▶ [Travail à réaliser]:
Reproduisez sous forme de liste numérotée toutes les lignes de l'ensemble des enregistrements ci-dessous, en omettant les lignes vides.

——————————

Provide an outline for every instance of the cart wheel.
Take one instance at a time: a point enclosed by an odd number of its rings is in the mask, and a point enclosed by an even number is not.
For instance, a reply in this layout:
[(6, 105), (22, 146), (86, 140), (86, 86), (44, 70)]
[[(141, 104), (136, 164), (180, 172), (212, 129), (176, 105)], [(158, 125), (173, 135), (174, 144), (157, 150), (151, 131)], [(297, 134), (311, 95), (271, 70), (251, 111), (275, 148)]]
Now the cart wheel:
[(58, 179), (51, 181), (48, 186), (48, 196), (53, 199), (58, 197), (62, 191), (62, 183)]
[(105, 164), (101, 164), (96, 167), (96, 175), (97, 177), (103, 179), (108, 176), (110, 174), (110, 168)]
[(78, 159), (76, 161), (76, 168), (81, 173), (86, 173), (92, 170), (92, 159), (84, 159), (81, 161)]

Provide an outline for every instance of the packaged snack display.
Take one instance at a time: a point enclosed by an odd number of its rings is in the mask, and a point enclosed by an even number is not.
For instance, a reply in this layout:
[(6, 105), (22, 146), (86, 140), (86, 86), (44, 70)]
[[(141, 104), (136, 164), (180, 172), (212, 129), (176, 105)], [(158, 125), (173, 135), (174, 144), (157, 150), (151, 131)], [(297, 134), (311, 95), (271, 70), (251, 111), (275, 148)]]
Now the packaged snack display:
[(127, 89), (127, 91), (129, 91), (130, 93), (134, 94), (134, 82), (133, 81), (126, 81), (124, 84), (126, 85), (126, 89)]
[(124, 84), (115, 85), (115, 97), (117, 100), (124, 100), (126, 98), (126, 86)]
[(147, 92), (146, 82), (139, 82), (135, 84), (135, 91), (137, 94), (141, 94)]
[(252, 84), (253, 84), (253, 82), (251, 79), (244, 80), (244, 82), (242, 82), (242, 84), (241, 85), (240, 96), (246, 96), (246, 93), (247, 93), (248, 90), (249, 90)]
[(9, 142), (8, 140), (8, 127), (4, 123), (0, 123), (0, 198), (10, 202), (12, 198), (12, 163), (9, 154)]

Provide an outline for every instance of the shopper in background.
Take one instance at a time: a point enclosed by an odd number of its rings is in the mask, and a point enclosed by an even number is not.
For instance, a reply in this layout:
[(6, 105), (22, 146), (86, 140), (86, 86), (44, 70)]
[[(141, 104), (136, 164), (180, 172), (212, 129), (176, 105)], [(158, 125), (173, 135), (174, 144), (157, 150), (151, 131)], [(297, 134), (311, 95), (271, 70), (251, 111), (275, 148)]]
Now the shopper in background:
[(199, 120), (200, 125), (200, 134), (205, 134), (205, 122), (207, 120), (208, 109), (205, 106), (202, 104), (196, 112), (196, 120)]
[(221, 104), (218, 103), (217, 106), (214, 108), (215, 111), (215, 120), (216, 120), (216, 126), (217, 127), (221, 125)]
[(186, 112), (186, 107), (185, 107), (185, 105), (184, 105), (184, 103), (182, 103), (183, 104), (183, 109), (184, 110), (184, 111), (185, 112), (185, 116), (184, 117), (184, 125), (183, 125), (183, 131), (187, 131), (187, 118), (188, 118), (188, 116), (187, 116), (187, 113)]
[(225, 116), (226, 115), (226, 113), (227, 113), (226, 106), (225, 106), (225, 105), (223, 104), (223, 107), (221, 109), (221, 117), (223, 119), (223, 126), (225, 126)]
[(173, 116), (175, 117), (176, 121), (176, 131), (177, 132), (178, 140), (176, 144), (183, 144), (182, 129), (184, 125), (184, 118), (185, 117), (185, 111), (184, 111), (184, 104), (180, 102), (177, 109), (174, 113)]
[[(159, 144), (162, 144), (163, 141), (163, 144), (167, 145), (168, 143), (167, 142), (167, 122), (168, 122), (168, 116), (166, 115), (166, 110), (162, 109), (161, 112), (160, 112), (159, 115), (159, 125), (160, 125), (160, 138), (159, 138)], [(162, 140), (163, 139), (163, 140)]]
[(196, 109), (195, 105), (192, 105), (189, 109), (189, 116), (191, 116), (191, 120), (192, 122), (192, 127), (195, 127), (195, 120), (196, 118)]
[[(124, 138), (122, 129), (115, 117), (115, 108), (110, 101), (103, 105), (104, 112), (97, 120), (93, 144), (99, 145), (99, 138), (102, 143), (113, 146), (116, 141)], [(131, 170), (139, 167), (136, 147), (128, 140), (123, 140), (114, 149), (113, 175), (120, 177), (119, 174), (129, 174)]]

——————————

▶ [Résultat obtenu]:
1. Provide an outline for every instance of the cart wheel.
2. Take one instance at a time: a point enclosed by an odd number of its rings is in the mask, and a point enclosed by an even number is not.
3. For instance, a reply in this layout:
4. [(6, 105), (22, 146), (86, 140), (86, 86), (44, 70)]
5. [[(141, 104), (136, 164), (180, 172), (212, 129), (176, 105)], [(158, 125), (173, 135), (174, 144), (157, 150), (151, 131)], [(297, 134), (311, 95), (271, 70), (251, 111), (275, 148)]]
6. Now the cart wheel:
7. [(58, 179), (51, 181), (48, 186), (48, 196), (53, 199), (58, 197), (62, 191), (62, 183)]
8. [(105, 164), (101, 164), (96, 167), (96, 175), (97, 177), (103, 179), (108, 176), (110, 174), (110, 168)]
9. [(78, 159), (76, 161), (76, 168), (81, 173), (86, 173), (92, 170), (92, 159), (84, 159), (81, 161)]
10. Provide an outline for every instance of the packaged snack display.
11. Take one instance at a time: a point enclosed by an odd number of its rings is in the mask, and a point enclosed by an even number is not.
12. For instance, a reply in this layout:
13. [(6, 105), (22, 146), (86, 140), (86, 86), (44, 70)]
14. [[(141, 104), (136, 164), (180, 172), (212, 129), (176, 105)], [(158, 125), (173, 135), (174, 144), (157, 150), (151, 131)], [(297, 134), (311, 95), (271, 70), (251, 111), (275, 148)]]
15. Now the packaged snack display:
16. [(127, 89), (127, 91), (129, 91), (130, 93), (134, 94), (134, 82), (133, 81), (126, 81), (124, 84), (126, 85), (126, 89)]
17. [(124, 84), (115, 85), (115, 97), (117, 100), (124, 100), (126, 98), (126, 86)]
18. [(147, 92), (146, 82), (139, 82), (135, 84), (135, 91), (137, 94), (141, 94)]
19. [(252, 84), (253, 84), (253, 82), (251, 79), (244, 80), (244, 82), (242, 82), (242, 84), (241, 85), (240, 96), (246, 96), (246, 93), (247, 93), (248, 90), (249, 90)]
20. [(9, 142), (8, 140), (8, 127), (4, 123), (0, 123), (0, 198), (10, 202), (12, 198), (12, 163), (9, 154)]
21. Provide an outline for every instance of the shopper in background.
22. Take one instance at a time: a point enclosed by an odd number of its rings is in the mask, and a point enclosed by an even number is not.
23. For instance, a reply in this layout:
24. [(6, 105), (22, 146), (86, 140), (86, 86), (44, 70)]
25. [[(141, 104), (136, 164), (180, 172), (212, 129), (176, 105)], [(158, 125), (173, 135), (174, 144), (157, 150), (151, 131)], [(297, 134), (311, 95), (271, 70), (251, 111), (275, 148)]]
26. Now the shopper in background:
27. [(199, 120), (200, 125), (200, 134), (205, 134), (205, 122), (207, 120), (208, 109), (205, 106), (202, 104), (196, 112), (196, 120)]
28. [(221, 104), (218, 103), (217, 106), (214, 108), (215, 111), (215, 120), (216, 120), (216, 126), (217, 127), (221, 125)]
29. [(186, 112), (186, 107), (185, 107), (185, 105), (184, 105), (184, 103), (182, 103), (183, 104), (183, 109), (184, 110), (184, 111), (185, 112), (185, 116), (184, 117), (184, 125), (183, 125), (183, 131), (187, 131), (187, 118), (188, 118), (188, 116), (187, 116), (187, 113)]
30. [(225, 116), (226, 115), (226, 113), (227, 113), (226, 106), (225, 106), (225, 105), (223, 104), (223, 107), (221, 109), (221, 117), (223, 119), (223, 126), (225, 126)]
31. [(173, 116), (175, 117), (176, 121), (176, 131), (177, 132), (178, 140), (176, 144), (183, 144), (182, 129), (184, 125), (184, 118), (185, 117), (185, 111), (184, 111), (184, 104), (180, 102), (177, 109), (174, 113)]
32. [[(159, 144), (162, 144), (163, 141), (163, 144), (167, 145), (168, 143), (167, 142), (167, 122), (168, 122), (168, 116), (166, 115), (166, 110), (162, 109), (161, 112), (160, 112), (159, 115), (159, 125), (160, 125), (160, 138), (159, 138)], [(162, 140), (163, 139), (163, 140)]]
33. [(196, 109), (195, 105), (192, 105), (189, 109), (189, 116), (191, 116), (191, 120), (192, 122), (192, 127), (195, 127), (195, 120), (196, 118)]
34. [[(124, 138), (122, 129), (115, 117), (115, 108), (110, 101), (103, 105), (104, 112), (97, 120), (93, 144), (99, 145), (99, 138), (102, 143), (113, 146), (116, 141)], [(131, 170), (139, 167), (136, 147), (128, 140), (123, 140), (114, 149), (113, 175), (120, 177), (119, 174), (129, 174)]]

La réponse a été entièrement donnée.